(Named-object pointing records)
--- begin ---
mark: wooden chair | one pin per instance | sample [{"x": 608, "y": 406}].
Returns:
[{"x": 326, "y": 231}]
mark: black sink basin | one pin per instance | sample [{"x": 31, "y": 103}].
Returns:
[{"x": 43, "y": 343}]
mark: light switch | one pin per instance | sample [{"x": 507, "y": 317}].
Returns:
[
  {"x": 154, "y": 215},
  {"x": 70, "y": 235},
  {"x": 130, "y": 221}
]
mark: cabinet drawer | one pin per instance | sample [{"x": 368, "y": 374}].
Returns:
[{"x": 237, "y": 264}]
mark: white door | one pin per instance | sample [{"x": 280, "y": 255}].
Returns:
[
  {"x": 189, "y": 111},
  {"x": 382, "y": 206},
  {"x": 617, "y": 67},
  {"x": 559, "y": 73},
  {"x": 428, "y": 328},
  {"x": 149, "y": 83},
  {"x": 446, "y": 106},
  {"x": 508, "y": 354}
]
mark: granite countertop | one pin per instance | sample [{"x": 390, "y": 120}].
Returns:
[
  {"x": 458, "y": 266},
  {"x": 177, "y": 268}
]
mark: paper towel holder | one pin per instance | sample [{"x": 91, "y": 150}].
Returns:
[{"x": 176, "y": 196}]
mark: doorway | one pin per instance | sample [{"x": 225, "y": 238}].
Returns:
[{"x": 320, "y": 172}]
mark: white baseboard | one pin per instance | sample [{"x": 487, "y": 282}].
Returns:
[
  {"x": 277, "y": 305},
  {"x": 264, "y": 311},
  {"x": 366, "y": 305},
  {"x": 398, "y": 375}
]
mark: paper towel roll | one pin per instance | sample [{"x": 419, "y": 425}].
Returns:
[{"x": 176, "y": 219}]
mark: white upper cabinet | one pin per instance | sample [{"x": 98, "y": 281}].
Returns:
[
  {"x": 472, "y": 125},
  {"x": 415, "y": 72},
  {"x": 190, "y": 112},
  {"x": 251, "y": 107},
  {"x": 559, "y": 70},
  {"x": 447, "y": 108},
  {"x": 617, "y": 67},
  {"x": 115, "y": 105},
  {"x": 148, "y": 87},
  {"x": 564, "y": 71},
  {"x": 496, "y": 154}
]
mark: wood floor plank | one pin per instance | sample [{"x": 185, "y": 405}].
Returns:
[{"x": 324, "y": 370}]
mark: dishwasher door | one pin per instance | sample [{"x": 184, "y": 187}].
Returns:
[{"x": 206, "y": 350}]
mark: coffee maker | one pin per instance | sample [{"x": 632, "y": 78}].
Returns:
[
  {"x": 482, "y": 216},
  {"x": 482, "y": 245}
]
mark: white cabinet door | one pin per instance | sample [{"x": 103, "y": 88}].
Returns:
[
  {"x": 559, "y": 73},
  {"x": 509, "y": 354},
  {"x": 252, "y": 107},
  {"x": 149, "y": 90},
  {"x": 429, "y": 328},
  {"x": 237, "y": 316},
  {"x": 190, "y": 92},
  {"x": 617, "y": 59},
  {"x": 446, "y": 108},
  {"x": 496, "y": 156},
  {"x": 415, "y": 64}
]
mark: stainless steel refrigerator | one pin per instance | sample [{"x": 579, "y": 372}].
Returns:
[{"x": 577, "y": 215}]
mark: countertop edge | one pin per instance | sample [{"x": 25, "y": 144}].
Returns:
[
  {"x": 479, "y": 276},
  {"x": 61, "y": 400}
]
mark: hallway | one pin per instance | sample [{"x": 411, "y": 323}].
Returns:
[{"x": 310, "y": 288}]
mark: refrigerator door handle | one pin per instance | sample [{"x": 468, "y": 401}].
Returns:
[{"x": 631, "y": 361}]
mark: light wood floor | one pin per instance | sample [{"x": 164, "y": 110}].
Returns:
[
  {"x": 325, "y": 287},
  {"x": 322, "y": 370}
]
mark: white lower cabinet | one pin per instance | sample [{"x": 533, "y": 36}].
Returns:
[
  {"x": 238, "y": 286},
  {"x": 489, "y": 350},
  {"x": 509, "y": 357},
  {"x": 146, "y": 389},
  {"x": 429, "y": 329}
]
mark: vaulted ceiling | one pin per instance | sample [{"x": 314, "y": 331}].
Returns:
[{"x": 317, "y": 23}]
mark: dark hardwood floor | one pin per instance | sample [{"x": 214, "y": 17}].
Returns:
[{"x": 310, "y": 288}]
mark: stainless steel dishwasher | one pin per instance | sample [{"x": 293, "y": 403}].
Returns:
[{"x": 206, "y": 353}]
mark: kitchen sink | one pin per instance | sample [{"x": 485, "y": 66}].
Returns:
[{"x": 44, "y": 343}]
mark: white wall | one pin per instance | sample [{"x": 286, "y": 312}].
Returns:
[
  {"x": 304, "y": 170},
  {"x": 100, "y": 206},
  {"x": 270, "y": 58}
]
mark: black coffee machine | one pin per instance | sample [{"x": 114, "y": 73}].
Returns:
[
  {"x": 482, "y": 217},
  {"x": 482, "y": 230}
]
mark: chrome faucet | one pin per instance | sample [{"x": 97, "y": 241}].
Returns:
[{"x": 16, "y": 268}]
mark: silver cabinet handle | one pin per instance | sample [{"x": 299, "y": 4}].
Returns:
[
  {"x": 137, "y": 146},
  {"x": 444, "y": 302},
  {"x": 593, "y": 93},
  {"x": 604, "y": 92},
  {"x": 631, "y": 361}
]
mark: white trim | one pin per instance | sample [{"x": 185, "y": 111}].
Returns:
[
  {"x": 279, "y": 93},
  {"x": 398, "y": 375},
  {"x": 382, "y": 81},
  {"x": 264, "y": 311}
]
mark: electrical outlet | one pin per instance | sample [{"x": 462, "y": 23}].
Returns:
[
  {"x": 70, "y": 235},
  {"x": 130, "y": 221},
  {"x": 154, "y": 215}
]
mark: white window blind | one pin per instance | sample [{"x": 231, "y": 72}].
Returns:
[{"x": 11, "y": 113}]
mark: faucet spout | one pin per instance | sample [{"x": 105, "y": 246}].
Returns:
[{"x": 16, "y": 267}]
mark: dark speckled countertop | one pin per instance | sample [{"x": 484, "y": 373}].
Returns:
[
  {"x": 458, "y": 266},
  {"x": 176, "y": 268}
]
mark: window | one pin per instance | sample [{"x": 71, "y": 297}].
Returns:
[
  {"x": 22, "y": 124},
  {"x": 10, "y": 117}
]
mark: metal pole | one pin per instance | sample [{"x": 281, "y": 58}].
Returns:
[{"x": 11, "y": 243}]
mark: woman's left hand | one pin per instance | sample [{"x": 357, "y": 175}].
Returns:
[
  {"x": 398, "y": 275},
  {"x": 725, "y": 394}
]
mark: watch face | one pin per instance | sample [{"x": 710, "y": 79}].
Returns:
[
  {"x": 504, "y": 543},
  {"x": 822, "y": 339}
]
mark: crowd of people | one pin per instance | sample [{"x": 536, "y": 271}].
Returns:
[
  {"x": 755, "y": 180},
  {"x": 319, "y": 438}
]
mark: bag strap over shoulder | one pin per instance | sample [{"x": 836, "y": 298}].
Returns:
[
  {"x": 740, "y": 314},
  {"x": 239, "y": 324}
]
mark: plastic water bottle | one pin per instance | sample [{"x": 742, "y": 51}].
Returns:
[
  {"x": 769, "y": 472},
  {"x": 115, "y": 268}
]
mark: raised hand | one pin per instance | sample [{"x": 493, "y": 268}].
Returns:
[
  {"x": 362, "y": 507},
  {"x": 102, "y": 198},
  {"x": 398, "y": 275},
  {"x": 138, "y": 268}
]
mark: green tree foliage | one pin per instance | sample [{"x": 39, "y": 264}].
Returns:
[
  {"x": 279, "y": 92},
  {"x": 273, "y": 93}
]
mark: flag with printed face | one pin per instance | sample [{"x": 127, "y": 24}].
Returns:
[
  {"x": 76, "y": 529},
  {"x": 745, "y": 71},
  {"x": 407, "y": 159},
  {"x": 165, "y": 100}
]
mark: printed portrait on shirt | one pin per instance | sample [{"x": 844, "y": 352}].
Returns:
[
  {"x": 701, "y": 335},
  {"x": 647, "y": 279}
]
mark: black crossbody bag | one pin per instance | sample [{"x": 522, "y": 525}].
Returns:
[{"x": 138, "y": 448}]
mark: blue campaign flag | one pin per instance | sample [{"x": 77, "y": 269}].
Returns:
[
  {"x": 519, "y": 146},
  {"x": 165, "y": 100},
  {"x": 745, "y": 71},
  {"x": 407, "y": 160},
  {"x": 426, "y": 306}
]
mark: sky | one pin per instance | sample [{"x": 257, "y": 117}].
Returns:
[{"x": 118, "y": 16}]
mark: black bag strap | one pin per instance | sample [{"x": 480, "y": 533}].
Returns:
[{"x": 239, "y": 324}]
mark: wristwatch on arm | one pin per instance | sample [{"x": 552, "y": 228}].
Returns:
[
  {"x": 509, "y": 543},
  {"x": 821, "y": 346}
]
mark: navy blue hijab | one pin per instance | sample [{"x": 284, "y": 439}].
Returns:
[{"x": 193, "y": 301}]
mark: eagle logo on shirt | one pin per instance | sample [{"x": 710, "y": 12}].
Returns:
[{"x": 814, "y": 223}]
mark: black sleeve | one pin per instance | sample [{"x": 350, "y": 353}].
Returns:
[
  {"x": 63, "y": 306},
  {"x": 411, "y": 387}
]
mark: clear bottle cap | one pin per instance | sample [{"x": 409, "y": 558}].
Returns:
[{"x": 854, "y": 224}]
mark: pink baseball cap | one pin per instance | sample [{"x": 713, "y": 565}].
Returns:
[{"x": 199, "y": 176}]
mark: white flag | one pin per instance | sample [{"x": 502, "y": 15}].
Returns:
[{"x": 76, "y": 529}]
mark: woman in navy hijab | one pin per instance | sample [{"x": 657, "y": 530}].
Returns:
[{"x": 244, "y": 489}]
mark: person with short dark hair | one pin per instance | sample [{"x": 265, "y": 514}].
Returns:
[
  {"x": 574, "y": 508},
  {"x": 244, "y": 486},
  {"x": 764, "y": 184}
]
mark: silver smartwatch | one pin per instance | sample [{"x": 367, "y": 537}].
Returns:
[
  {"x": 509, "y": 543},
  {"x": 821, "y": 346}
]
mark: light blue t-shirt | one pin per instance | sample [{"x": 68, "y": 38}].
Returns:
--- end ---
AIM
Reproduce the final stretch of the data above: every line from the one holding "mark: black sleeve" through the end, inclusive, exactly as written and nothing else.

EXPECTED OUTPUT
mark: black sleeve | one pin per instance | sample [{"x": 350, "y": 353}].
Returns:
[
  {"x": 63, "y": 306},
  {"x": 411, "y": 387}
]
mark: clear bottle cap | one pin per instance | sample [{"x": 409, "y": 558}].
Returns:
[{"x": 854, "y": 224}]
mark: pink baseball cap | one pin per instance | sample [{"x": 713, "y": 565}].
Returns:
[{"x": 199, "y": 176}]
mark: white flag | one pin per instance | sample [{"x": 502, "y": 15}].
Returns:
[{"x": 76, "y": 529}]
mark: woman in navy hijab | one pin per instance | sample [{"x": 657, "y": 530}].
Returns:
[{"x": 244, "y": 489}]
mark: person with short dark hair | one pin per instance | sample [{"x": 265, "y": 514}].
Returns:
[
  {"x": 574, "y": 508},
  {"x": 244, "y": 486},
  {"x": 764, "y": 184}
]
mark: silver smartwatch | one pin per instance | sample [{"x": 367, "y": 537}].
Returns:
[
  {"x": 509, "y": 543},
  {"x": 821, "y": 346}
]
mark: light blue t-shirt | one pin per instance | sample [{"x": 68, "y": 38}].
Returns:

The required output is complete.